» **Written exercise**
Render every line of the material below as a numbered list, omitting any blank lines.
━━━ Information shown
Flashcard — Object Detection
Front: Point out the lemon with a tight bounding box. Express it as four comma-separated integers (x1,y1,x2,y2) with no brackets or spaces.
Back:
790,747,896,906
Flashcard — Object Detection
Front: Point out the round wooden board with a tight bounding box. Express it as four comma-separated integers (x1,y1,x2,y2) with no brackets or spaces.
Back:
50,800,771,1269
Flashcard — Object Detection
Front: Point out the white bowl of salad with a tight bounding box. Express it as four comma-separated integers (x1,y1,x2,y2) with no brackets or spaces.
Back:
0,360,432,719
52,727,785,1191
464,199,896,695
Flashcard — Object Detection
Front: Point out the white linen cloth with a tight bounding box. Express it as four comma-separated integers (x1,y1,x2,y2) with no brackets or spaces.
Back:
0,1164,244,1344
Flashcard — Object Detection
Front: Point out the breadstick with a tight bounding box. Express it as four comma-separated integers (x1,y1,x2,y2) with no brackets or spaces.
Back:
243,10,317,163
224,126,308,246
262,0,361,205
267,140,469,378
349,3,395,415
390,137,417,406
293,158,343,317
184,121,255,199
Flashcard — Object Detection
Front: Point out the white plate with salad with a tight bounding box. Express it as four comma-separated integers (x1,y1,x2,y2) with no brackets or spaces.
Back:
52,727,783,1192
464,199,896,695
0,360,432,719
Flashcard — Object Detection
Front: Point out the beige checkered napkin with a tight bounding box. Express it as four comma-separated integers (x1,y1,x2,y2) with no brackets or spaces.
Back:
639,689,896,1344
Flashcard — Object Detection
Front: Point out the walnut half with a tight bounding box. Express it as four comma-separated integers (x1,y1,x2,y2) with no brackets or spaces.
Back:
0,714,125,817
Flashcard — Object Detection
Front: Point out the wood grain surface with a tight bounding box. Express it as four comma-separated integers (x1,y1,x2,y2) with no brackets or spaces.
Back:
━━━━━━
» **Solved exercise**
1. Flashcard — Object Detection
2. Front: Point out the lemon with a tight bounding box. Express it as four comma-separated integers (x1,y1,x2,y2) with no brackets or spaces.
3. Back:
4. 790,747,896,906
5. Flashcard — Object Detection
6. Front: Point out the round wooden board with a tight bounding box. Express it as four comma-separated integers (x1,y1,x2,y2) with no brackets or spaces.
7. Back:
8. 50,800,771,1269
9. Flashcard — Object Detection
10. Front: Point out the white bowl of salad with a tight bounding box. Express it as four comma-separated integers (x1,y1,x2,y2) with no brackets or spaces.
11. Back:
12. 0,360,432,719
13. 52,727,785,1191
14. 464,199,896,695
15. Flashcard — Object Detection
16. Front: Point out the white linen cloth with a tight bounding box. Express it as four comma-separated integers (x1,y1,x2,y2) with no brackets or spaces.
17. Back:
18. 0,1164,244,1344
19. Flashcard — Object Detection
20. Front: Point out the breadstick with a tight bounding box. Express it as four comma-separated integers (x1,y1,x2,y2) with no brackets or spaces.
21. Back:
22. 243,10,317,163
23. 224,126,308,246
24. 262,0,361,205
25. 267,140,469,378
26. 349,3,395,415
27. 390,137,417,406
28. 293,158,343,317
29. 184,121,255,199
30. Flashcard — Object Detection
31. Front: Point out the white plate with salad with a tight bounding box. Express it as four comma-separated integers (x1,y1,x2,y2) with no brackets or spaces.
32. Back:
33. 52,727,783,1192
34. 464,199,896,695
35. 0,360,432,719
36. Flashcard — Object Detection
37. Front: Point out the beige checkered napkin with a tight bounding box. Express it as four comma-separated integers (x1,y1,x2,y2) with no brackets or spaces.
38. Back:
39. 639,689,896,1344
40. Flashcard — Object Detection
41. Front: Point out the walnut half with a tight bounding box. Express it as four comma-separated integers (x1,y1,x2,y2) with no brackets or spaces.
42. Back:
43. 0,714,125,817
44. Flashcard — Object Detection
45. Front: Point out the wood grain surface with a tight bounding box. Express it as four comma-separated integers (x1,y1,x2,y2) with no brackets or spaces.
46. Back:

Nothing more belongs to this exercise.